I made the worst dinner tonight. It was supposed to be a delicious all-in-one hamburger bake. You take the beef patty, frozen veggies and potato wedges; season and bake in tin-foil tents.
I followed the directions to the T. Then called everyone down for dinner.
Imagine, 4 hungry kids (my three plus one) and husband, bow our heads for dinner prayer, the eagerly open the tin-foil pouched to reveal.....a grody mess of still cold veggies, soggy potatoes and meat.
So sad.
I sent them all away as I tried to resurrect dinner.
A half hour later, we sat around the table and ate 'mini meatloafs' (the patties with ketchup on them) mashed potatoes and a salad.
I've got to pat myself on the back for that. It was a pretty ingenious save and a hit with the kids.
But- that's not what this post was about. I just have some weird genetic disposition to expose embarrassing things about myself online. Wait- that didn't sound right.
Anyway- this post is about how my husband is my hero- literally.
After my near-grody dinner I decided to go for a bike ride on the trail near our home. My husband came with me. We left a little before 8pm. I told the kids we'd be back by 9.
We drove to the trail and started our right. Half way into it the sun began to set. Even with light in the sky, much of the trail is under trees, so the trail quickly grew dark. I was fine at first, but as it grew darker it became more difficult to see.
I had ridden this trail many times by myself- but always in the light. Once the light disappeared, I got nervous. I had been riding in front much of the ride home, setting a pace I was comfortable with. But as it grew darker, I became more nervous. There was a lot of debris on the trail, and small animals tend to pop out at night.
I put on my brave face and kept riding, wanting to, at this point, ride fast and just get back to the truck.
Then my husband rode past me and pulled in front of me. His white t-shirt became the beacon to follow.
You'll have to excuse the quality of my picture. I was riding fast up a hill and took this with my phone as I was praying I wouldn't drop it!
He maneuvered past poles, hollering out warnings. He even scared of a large cat, which I'm pretty sure was a bobcat.
I watched him ride in front of me, knowing he probably didn't think anything of it- he was just riding. But for me, I loved the fact that he pulled in front of me. He gave me a light to follow, a voice of warning to heed, a protector from poles and potential bobcats.
As I rode behind my husband I thought of how much my Heavenly Father loves me. In my life there have been many times where I feel I'm riding along, doing great, seeing things in a clear light, feeling strong.
Then, trials come, and things get dark.
At those times, He has always sent someone there to lead and guide me.
My Savior is the first and foremost on that list. He is the beacon in the dark, the giver of all good, my Redeemer and friend.
He has also given me a living prophet to show me the way.
Beyond these, he has given me the promptings of the Holy Ghost to help me see potential dangers as I strive to stay on the path towards God.
He gave me good parents who, during times of teenage angst and trial, lit my way to self-confidence, testimony and success.
He gave me good friends and church leaders along the way as well.
He has given me good children that lead by example of faith and forgiveness.
And He has given me my husband, who leads me by his love for and commitment to the Savior.
How grateful I am for the times if light where I can see the road clearly. But, how more grateful I am for those that He put in my path to help me find my way when I can't see.

TO DO:
1) From the post about the failed dinner and the evening bike ride, copy the part that opens with the words containing "Imagine, 4 hungry" and closes with "potatoes and meat.".
2) Answer these questions using the post about the failed dinner and the evening bike ride:
(a) What did the family eat after the dinner was rescued?
(b) About what time did the writer and her husband leave for the bike ride?
(c) What served as the beacon for the writer to follow on the dark trail?

(Referring expression grounding data)
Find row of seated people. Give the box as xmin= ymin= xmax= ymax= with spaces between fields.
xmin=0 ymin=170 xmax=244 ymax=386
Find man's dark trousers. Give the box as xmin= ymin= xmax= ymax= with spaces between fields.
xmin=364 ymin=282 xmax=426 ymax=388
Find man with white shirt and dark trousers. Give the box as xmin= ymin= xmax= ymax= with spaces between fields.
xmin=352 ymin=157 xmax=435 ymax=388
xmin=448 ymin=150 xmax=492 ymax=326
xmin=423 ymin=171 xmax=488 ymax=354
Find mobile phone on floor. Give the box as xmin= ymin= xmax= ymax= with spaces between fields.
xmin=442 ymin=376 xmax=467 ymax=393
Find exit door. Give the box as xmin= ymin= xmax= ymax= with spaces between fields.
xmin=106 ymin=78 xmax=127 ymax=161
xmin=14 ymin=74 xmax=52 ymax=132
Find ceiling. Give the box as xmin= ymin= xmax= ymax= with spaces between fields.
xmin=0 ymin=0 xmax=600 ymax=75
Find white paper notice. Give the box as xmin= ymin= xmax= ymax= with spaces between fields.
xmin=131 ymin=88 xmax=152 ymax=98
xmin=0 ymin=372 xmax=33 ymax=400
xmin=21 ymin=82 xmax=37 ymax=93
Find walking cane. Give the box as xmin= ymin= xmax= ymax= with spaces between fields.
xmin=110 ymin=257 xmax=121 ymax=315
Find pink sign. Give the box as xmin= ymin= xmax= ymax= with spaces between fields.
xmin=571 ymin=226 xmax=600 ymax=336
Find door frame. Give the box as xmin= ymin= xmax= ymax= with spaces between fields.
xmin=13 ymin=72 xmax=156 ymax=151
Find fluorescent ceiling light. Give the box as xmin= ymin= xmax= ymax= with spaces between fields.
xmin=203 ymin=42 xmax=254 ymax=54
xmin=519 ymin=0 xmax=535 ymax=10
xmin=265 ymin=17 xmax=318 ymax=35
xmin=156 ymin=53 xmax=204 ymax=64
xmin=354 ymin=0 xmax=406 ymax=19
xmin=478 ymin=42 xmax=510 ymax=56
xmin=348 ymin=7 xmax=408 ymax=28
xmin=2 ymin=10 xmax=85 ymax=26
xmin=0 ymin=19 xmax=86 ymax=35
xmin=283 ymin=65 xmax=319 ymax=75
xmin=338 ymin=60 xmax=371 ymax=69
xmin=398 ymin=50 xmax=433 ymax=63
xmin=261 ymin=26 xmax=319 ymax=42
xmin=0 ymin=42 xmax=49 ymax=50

PER-TASK OUTPUTS:
1)
Imagine, 4 hungry kids (my three plus one) and husband, bow our heads for dinner prayer, the eagerly open the tin-foil pouched to reveal.....a grody mess of still cold veggies, soggy potatoes and meat.

2)
(a) 'Mini meatloafs' (the patties with ketchup on them), mashed potatoes and a salad.
(b) A little before 8pm.
(c) Her husband's white t-shirt.